EXTRACTED RECORDS Block Start

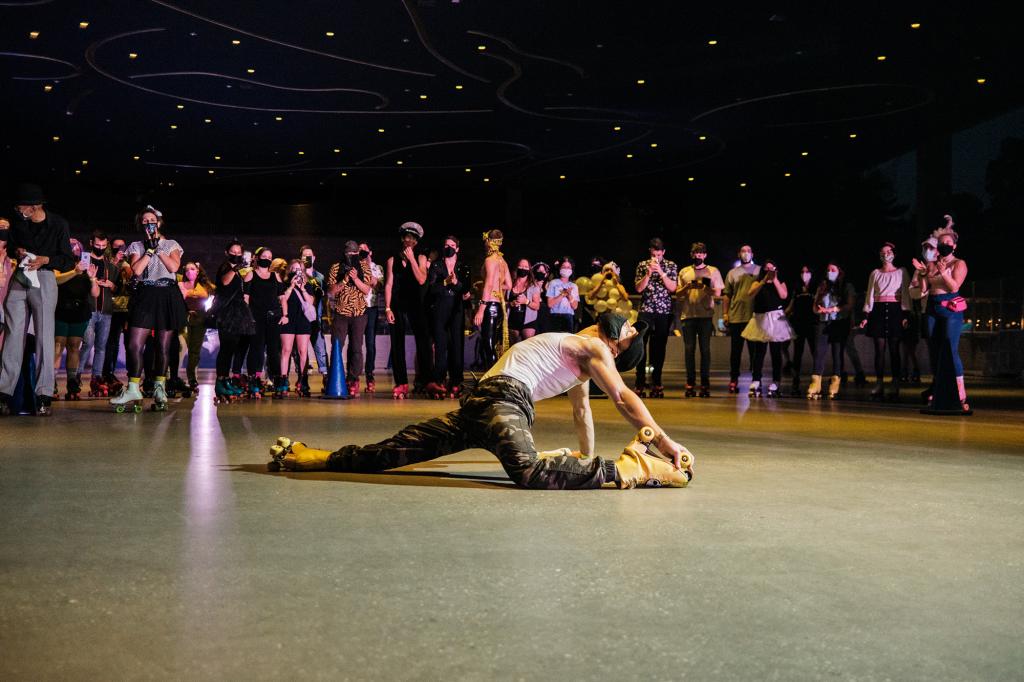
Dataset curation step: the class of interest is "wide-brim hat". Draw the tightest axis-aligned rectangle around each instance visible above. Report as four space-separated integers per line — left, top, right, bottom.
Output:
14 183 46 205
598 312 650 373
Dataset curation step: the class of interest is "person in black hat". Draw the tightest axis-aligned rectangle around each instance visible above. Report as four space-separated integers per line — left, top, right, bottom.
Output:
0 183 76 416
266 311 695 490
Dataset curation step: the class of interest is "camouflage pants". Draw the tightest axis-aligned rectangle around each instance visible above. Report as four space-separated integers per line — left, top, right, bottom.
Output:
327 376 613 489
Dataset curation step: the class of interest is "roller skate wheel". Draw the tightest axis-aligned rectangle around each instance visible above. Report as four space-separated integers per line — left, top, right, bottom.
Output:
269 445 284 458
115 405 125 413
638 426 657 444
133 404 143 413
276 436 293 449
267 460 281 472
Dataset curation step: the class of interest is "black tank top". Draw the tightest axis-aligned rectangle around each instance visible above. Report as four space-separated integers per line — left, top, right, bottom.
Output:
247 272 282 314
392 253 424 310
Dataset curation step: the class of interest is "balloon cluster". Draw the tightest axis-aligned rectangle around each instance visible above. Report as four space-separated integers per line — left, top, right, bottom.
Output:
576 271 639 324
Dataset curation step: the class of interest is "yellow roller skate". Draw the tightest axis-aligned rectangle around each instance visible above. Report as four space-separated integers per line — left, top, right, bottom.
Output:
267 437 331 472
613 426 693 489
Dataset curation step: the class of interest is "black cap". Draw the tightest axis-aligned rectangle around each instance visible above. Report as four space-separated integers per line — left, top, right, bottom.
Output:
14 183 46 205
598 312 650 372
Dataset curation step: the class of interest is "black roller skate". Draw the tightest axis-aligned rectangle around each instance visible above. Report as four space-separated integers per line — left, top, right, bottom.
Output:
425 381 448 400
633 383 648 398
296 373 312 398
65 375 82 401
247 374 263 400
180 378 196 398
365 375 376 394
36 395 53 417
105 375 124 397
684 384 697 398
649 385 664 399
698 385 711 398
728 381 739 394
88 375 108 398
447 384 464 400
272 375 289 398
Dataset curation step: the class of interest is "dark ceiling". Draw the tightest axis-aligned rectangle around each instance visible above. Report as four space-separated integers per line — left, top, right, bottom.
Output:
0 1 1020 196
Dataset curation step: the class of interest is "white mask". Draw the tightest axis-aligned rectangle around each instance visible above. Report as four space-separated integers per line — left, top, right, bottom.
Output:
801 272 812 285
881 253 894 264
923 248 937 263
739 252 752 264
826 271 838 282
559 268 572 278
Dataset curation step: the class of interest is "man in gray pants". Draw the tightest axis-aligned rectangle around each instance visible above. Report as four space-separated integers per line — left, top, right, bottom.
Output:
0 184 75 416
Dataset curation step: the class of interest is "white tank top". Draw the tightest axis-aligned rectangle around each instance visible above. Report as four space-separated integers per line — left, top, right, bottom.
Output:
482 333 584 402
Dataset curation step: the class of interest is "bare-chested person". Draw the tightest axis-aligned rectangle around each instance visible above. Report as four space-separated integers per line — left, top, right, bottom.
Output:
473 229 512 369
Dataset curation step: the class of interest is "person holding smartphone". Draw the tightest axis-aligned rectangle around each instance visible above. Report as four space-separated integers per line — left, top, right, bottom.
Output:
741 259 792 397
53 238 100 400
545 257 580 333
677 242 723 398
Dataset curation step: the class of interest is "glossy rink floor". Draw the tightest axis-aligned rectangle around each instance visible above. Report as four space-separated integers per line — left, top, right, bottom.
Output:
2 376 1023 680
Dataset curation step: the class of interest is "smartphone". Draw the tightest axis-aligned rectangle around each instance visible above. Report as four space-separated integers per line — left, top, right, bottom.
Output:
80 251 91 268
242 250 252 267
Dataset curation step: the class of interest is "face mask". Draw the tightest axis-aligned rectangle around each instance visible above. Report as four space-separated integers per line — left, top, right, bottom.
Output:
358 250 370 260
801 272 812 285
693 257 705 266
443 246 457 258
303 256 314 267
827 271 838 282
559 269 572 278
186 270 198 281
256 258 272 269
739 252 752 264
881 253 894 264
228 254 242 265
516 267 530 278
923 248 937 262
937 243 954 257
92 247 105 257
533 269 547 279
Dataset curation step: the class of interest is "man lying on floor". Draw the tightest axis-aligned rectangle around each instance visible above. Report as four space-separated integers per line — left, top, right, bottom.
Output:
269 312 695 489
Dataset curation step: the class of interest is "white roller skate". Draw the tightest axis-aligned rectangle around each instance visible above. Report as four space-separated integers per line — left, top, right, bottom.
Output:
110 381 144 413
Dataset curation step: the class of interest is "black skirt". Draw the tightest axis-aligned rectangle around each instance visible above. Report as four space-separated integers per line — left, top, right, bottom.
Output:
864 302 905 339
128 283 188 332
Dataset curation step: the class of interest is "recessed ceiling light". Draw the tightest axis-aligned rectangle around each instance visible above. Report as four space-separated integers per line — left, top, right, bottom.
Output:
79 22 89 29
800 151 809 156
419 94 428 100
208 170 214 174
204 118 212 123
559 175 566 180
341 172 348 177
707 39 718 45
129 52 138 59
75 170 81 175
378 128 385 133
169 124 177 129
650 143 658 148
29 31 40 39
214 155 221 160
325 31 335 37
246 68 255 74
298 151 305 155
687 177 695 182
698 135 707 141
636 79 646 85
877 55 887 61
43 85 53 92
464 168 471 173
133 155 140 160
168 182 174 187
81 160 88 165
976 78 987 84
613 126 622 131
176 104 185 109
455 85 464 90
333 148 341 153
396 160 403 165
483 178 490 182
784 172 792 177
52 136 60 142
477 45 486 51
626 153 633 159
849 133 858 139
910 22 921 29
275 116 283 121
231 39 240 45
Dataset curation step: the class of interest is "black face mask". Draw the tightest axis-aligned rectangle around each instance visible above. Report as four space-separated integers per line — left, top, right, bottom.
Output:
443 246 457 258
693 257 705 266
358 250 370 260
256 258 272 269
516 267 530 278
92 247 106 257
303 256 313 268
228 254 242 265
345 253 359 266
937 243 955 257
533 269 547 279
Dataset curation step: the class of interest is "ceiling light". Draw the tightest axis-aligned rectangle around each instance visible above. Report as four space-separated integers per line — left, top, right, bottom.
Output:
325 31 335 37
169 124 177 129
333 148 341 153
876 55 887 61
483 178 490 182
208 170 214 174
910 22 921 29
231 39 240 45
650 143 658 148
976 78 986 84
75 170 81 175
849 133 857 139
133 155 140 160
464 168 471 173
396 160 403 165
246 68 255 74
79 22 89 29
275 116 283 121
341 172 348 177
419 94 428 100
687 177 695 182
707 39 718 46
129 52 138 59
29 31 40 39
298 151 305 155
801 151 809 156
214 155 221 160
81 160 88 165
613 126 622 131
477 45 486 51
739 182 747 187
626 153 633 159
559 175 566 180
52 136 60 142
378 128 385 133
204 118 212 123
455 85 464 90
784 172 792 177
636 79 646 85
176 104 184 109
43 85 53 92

EXTRACTED RECORDS Block End

__ACTION ITEM__
All records above are to be printed exactly, minus the pictures they contain.

__ANSWER SECTION__
Dataset curation step: the class of interest is "wide-brim hat". Draw the tightest axis-aligned rectangle around each instance visible above. Report as four space-separated integers per line — left, top, right, bottom.
Output:
14 183 46 205
598 312 650 373
Dataset curation step: the class of interest is "person in black hat". Draw the tightest axis-aligned rectangle around each instance visible above. Report as four space-separated integers per line — left, top, right, bottom.
Output:
0 183 76 416
266 311 695 490
Dataset curation step: the class of interest is "camouflage pants". Draw the tightest axis-aligned rectangle around each instance visible above. Report as four space-separated integers per line — left, top, right, bottom.
Output:
327 376 613 489
Dataset curation step: the class of interest is "roller skate wheel". Draw the tightest axis-aligned rectangle around each instance visible above. Report as four space-separated integers per line — left, top, right, bottom.
Output:
269 445 284 458
115 405 125 413
638 426 657 444
133 404 143 413
276 436 293 449
267 460 281 472
Dataset curation step: the class of interest is "black tank top". Draw the tightest axis-aligned rectangle around each instance visible above. Report as four space-separated integers per line — left, top, right, bottom.
Output:
247 272 282 314
392 253 424 310
Dataset curation step: the class of interest is "balloon cluster". Draw the tightest axis-aligned rectangle around each instance visible above. Report as four space-separated integers per line — left, top, right, bottom.
Output:
576 271 639 324
Dataset curation step: the class of interest is "yellow roller skate". Draw the tightest axis-aligned rectangle around each instance visible above. Report as four space-separated integers per line — left, top, right, bottom.
Output:
267 437 331 472
613 426 693 489
Dataset curation step: the class of interest is "black cap". Draw the tightest axis-aligned rectangle around each instance visible above. Report as four space-separated integers per line — left, top, right, bottom.
Output:
14 183 46 205
598 312 650 372
Dataset curation step: the class of interest is "black roller skate". Draw the tightest axis-aligned rectangle around each instance visible above. Report as four space-separated integers per line — left, top, right, bottom.
Output:
425 381 448 400
633 383 648 398
296 373 312 398
65 375 82 401
247 374 263 400
180 378 196 398
365 375 376 394
36 395 53 417
105 375 124 397
684 384 697 398
649 385 664 399
698 385 711 398
728 381 739 394
88 375 108 398
447 384 464 400
272 375 289 398
Dataset curation step: the class of interest is "dark ceiling". Draw the tightest axis-aligned rectangle around each instance visible above. Report as four space-separated integers per line — left, top, right, bottom.
Output:
0 1 1020 196
Dataset curation step: the class of interest is "white mask". Draw the tightest axis-aligned rectangle around each instance visible above. Report as four space-separated integers per line — left, top, right, bottom.
Output:
801 272 812 285
881 253 894 264
923 248 937 263
739 252 752 264
826 271 838 282
559 268 572 278
Dataset curation step: the class of interest is "man in gray pants". Draw the tightest axis-aligned rectangle around each instance visible above. Report as four space-separated integers per line — left, top, right, bottom.
Output:
0 184 75 416
Dataset curation step: the class of interest is "white tank top". Draw the tightest axis-aligned rectangle around each instance visible above. Report as four space-separated integers per line — left, top, right, bottom.
Output:
482 333 584 402
Dataset curation step: the class of interest is "bare-chested person". Draw the tightest axis-aligned rectangle around each instance visible above. Report as four space-separated integers per line — left, top, right, bottom.
Output:
473 229 512 369
Dataset curation step: the class of interest is "person holding smartphone". Draw the tightest axis-aligned rectangle around each instance visible above. Report as four space-separated integers per line — left, top, right, bottom.
Output:
741 259 792 397
53 238 100 400
545 257 580 333
677 242 723 398
Dataset curation step: the class of interest is "glossy rink floor". Draw the tightest axis-aligned rectangle around each instance visible above. Report as four space-separated integers per line — left, top, right, bottom.
Output:
2 376 1023 680
Dataset curation step: the class of interest is "smartphone". Draw the tightest axis-aligned rectangle around each instance visible above. Report as four space-separated integers per line — left, top, right, bottom.
Output:
80 251 91 268
242 250 252 267
Dataset curation step: the class of interest is "face mask". Draw the tightest axis-aligned rectangle around each instance visible above. Report as four space-separated integers per line — left, top, right, bottom.
Output:
358 250 370 260
801 272 812 285
693 257 705 266
443 246 457 258
303 256 314 267
827 271 838 282
559 269 572 278
186 270 198 281
256 258 272 269
739 252 752 264
881 253 894 264
228 254 242 265
516 267 530 278
923 248 937 262
937 243 954 257
92 247 105 257
533 269 547 279
Dataset curation step: the class of interest is "man lying on floor". Draw the tightest axis-aligned rectangle around each instance visible above. Report as four space-separated integers per line — left, top, right, bottom.
Output:
269 312 695 489
Dataset curation step: the class of interest is "white roller skate". Draw the tightest axis-aligned rectangle around each instance visible above. Report as four space-separated integers per line — left, top, right, bottom.
Output:
110 381 144 413
Dataset curation step: the class of interest is "black skirt". Draw the tightest axis-aligned rectangle around each instance visible above. Report as four space-separated integers per line — left, top, right, bottom.
Output:
864 302 905 339
128 283 188 332
Dataset curation step: the class of interest is "recessed ceiling light". Draw the tightest axis-aligned rectangle around each instance visible above. Report as four space-separated integers per line — left, top, right, bottom.
Output:
79 22 89 29
800 151 809 156
419 94 428 100
208 170 214 174
204 118 212 123
559 175 566 180
341 172 348 177
707 39 718 45
129 52 138 59
75 170 81 175
378 128 385 133
169 124 177 129
650 143 658 148
29 31 40 39
214 155 221 160
325 31 335 37
246 68 255 74
298 151 305 155
687 177 695 182
698 135 707 141
636 79 646 85
877 55 887 61
43 85 53 92
464 168 471 173
133 155 140 160
168 182 174 187
81 160 88 165
976 78 987 84
613 126 622 131
176 104 185 109
455 85 464 90
333 148 341 153
396 160 403 165
483 178 490 182
784 172 792 177
52 136 60 142
477 45 486 51
626 153 633 159
849 133 858 139
910 22 921 29
275 116 283 121
231 39 240 45
Dataset curation step: the class of interest is "black face mask". Draw the tightest axis-aligned rectangle around each instance visible above. Report as four space-separated integers per line — left, top, right, bottom.
Output:
443 246 457 258
693 257 705 266
358 250 370 260
256 258 272 269
516 267 530 278
92 247 106 257
303 256 313 268
228 254 242 265
345 253 359 266
937 243 955 257
533 269 547 279
Dataset curation step: the class of interest is "ceiling light". Draw the tightest axis-aligned rectangle around each instance visible above. Report as four space-separated integers per line — left, top, right, bottom.
Output:
325 31 335 37
169 124 177 129
333 148 341 153
876 55 887 61
483 178 490 182
208 170 214 174
910 22 921 29
231 39 240 45
650 143 658 148
976 78 986 84
75 170 81 175
849 133 857 139
133 155 140 160
464 168 471 173
396 160 403 165
246 68 255 74
79 22 89 29
275 116 283 121
341 172 348 177
419 94 428 100
687 177 695 182
707 39 718 46
129 52 138 59
29 31 40 39
298 151 305 155
801 151 809 156
214 155 221 160
81 160 88 165
613 126 622 131
477 45 486 51
739 182 747 187
626 153 633 159
559 175 566 180
52 136 60 142
378 128 385 133
204 118 212 123
455 85 464 90
784 172 792 177
636 79 646 85
176 104 184 109
43 85 53 92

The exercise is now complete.